Zafer Diper
“Yeni Yıl”la ilgili ne diyebilirim dostlara… “Mutlu yıllar” desem, denecek ki “nesi mutlu olacak bu gelecek yılın, başka laf bulamadın mı!” …
Peki o zaman, “Nice sağlık dolu…” Ama biliyorum, daha der demez bu dileğim de yarıda kesilecek: “Ölen ölür, kalan sağlar bizimdir!” onu mu demek istiyorsun…”
Hani, ters insanlar şu benim dostlar. Onlara sorarsan da, yoo, öyle değil, yalnızca ödün vermez tayfalar… “Aman yahu,” diyorum, “bir yeni yıl dileği işte, n’olmuş yani…”
“Öyle bir şeyler söyle ki bize, ‘tamam’ diyelim, kabul edelim” diyorlar.
Ne dileyim ki size… Dileyebileceğim dilek kalmıyor ortada, onu istemez bunu beğenmez tavrınızla…
Peki, “barış dolu gelecek bir yıl…” Durun tamam, anladım bu yanlışımı da: “dolu” değil de, “umuduyla” diyecektim… Evet doğrusu şu, şöyle söylüyorum : “Barış umuduyla yeni bir yıl dileğiyle…” Nasıl? Bu da mı olmadı? Kötü kötü bakıyorlar gene suratıma. “Ne var gene?”
“Şu var gene: Yarınki bir olası nükleer savaş tüm insanlığın yok olmasıyla sonuçlanacaktır. Savaş ancak sekiz dakika sürecek ve depolanmış binlerce nükleer füzeden yalnızca 200’ü dünyayı yok etmeye yetecektir. Bu benim geçmişten kafamda kalan bir bilgi. Bilmem şimdisi nasıldır…”
Diğeri de ekliyor: “Emperyalizmin, dünyada kökü kurumadıkça, savaşların arkası kesilebilir mi a dost… Şimdi sen ne dileyeceğini iyi bir düşün hele…”
Nasıl bir yeni yıl dileyeceğim ben şimdi?

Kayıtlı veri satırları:
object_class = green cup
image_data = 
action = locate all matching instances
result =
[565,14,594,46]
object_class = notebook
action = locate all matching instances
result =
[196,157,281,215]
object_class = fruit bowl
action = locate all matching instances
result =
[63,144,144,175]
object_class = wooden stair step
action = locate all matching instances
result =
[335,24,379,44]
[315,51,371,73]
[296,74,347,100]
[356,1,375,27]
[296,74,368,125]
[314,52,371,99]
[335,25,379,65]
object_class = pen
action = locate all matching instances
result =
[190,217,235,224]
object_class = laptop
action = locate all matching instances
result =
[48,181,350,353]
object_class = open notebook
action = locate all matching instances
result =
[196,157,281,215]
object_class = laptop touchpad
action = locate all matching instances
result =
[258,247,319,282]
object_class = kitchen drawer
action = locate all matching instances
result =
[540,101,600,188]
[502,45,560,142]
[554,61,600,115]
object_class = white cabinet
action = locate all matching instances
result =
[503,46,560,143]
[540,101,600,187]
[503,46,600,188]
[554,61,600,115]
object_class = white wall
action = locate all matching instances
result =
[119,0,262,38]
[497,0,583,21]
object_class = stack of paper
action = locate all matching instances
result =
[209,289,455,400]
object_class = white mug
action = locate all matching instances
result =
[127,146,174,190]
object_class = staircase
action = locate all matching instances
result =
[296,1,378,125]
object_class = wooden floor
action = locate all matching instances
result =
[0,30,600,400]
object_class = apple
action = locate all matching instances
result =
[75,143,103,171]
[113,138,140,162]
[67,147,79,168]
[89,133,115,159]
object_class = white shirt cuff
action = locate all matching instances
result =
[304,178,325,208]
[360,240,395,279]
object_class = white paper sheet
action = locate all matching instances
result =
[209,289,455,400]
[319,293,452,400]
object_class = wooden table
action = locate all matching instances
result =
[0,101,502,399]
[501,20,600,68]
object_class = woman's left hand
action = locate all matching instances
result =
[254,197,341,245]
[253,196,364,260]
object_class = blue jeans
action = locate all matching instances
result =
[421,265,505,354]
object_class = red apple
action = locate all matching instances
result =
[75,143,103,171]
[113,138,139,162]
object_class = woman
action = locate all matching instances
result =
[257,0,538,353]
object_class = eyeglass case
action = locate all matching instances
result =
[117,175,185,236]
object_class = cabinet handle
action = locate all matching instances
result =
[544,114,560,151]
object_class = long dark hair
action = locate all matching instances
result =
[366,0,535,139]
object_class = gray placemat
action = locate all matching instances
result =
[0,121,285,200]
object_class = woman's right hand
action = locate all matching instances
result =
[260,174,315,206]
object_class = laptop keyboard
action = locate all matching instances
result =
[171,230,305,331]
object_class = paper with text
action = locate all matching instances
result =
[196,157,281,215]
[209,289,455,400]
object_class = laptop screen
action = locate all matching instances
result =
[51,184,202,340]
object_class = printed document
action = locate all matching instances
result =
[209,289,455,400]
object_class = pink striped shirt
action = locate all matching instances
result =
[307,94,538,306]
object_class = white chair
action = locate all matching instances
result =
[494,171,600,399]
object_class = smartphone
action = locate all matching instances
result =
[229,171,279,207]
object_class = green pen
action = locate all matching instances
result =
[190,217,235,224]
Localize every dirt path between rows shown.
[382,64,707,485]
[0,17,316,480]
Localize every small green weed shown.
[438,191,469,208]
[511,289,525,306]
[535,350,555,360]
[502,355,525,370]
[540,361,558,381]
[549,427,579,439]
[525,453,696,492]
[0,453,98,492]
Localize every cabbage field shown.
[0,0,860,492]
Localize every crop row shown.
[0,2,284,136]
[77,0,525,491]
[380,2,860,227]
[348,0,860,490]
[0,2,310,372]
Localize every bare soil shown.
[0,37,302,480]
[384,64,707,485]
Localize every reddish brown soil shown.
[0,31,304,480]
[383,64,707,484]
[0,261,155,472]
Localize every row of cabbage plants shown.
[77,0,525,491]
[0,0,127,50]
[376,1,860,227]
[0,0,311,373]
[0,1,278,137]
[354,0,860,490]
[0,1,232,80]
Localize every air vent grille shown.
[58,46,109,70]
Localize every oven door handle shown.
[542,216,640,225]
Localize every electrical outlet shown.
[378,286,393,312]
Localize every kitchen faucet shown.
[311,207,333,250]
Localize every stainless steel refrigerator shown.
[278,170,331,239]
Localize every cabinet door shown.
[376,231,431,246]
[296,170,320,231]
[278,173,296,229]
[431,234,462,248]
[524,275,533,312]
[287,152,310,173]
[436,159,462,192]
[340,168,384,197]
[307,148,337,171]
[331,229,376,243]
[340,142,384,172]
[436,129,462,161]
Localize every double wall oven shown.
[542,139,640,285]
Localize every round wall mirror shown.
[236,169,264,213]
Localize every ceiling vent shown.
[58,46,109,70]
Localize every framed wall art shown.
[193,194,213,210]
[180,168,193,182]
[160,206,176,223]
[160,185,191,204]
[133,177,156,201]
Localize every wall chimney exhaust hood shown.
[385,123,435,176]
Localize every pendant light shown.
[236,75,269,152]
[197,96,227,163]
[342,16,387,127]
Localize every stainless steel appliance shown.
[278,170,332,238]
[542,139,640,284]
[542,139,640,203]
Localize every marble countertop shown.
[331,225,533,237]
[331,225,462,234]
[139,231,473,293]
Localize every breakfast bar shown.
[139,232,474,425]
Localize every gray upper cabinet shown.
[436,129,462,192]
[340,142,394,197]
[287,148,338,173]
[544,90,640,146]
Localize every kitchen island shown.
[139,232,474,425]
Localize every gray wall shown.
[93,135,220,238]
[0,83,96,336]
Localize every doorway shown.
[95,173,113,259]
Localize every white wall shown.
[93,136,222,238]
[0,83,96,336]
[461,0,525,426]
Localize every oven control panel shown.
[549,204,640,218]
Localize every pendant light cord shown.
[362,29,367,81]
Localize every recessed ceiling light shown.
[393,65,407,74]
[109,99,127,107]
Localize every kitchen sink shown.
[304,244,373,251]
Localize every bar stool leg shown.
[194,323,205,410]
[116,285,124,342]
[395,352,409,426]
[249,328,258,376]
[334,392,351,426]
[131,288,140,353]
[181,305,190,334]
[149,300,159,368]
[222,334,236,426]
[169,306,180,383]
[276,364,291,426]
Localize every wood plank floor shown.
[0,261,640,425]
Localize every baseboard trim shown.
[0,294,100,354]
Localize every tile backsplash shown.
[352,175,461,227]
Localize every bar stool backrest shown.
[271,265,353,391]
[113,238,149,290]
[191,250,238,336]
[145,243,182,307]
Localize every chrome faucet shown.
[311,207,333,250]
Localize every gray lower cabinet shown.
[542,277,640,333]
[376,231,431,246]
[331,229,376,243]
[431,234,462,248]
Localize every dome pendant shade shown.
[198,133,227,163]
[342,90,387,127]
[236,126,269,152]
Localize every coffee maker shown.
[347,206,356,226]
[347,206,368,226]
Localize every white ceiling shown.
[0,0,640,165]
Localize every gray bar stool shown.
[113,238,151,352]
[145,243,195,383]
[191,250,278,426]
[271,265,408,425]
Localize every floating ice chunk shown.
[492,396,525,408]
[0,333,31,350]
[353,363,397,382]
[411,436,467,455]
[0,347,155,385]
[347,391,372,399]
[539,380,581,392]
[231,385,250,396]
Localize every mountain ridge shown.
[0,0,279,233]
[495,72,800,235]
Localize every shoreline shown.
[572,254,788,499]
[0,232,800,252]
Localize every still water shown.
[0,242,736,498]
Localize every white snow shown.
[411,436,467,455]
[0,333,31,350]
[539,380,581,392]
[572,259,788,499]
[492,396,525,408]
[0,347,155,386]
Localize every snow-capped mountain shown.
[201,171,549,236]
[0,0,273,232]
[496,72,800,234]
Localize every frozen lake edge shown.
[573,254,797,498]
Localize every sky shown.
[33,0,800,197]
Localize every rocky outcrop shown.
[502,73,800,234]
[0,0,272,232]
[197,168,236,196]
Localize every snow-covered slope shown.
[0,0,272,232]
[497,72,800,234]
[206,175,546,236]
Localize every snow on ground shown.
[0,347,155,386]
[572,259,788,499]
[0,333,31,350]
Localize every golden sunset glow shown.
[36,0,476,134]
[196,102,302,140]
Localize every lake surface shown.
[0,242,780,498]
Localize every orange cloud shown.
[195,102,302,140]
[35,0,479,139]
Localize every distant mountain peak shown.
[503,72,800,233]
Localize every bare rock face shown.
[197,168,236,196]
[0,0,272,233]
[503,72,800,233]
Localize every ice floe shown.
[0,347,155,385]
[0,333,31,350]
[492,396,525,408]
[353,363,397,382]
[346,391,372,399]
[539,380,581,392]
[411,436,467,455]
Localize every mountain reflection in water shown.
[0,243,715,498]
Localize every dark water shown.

## [Görev maddesi]
Yeni yıl dilekleri üzerine olan metin bölümünde "Ne dileyim ki" sözleriyle başlayıp "dileyeceğim ben şimdi?" sözleriyle biten kısmı, bu iki söz de dahil olmak üzere harfi harfine yazın.

## [Yanıt kutusu]
Ne dileyim ki size… Dileyebileceğim dilek kalmıyor ortada, onu istemez bunu beğenmez tavrınızla…
Peki, “barış dolu gelecek bir yıl…” Durun tamam, anladım bu yanlışımı da: “dolu” değil de, “umuduyla” diyecektim… Evet doğrusu şu, şöyle söylüyorum : “Barış umuduyla yeni bir yıl dileğiyle…” Nasıl? Bu da mı olmadı? Kötü kötü bakıyorlar gene suratıma. “Ne var gene?”
“Şu var gene: Yarınki bir olası nükleer savaş tüm insanlığın yok olmasıyla sonuçlanacaktır. Savaş ancak sekiz dakika sürecek ve depolanmış binlerce nükleer füzeden yalnızca 200’ü dünyayı yok etmeye yetecektir. Bu benim geçmişten kafamda kalan bir bilgi. Bilmem şimdisi nasıldır…”
Diğeri de ekliyor: “Emperyalizmin, dünyada kökü kurumadıkça, savaşların arkası kesilebilir mi a dost… Şimdi sen ne dileyeceğini iyi bir düşün hele…”
Nasıl bir yeni yıl dileyeceğim ben şimdi?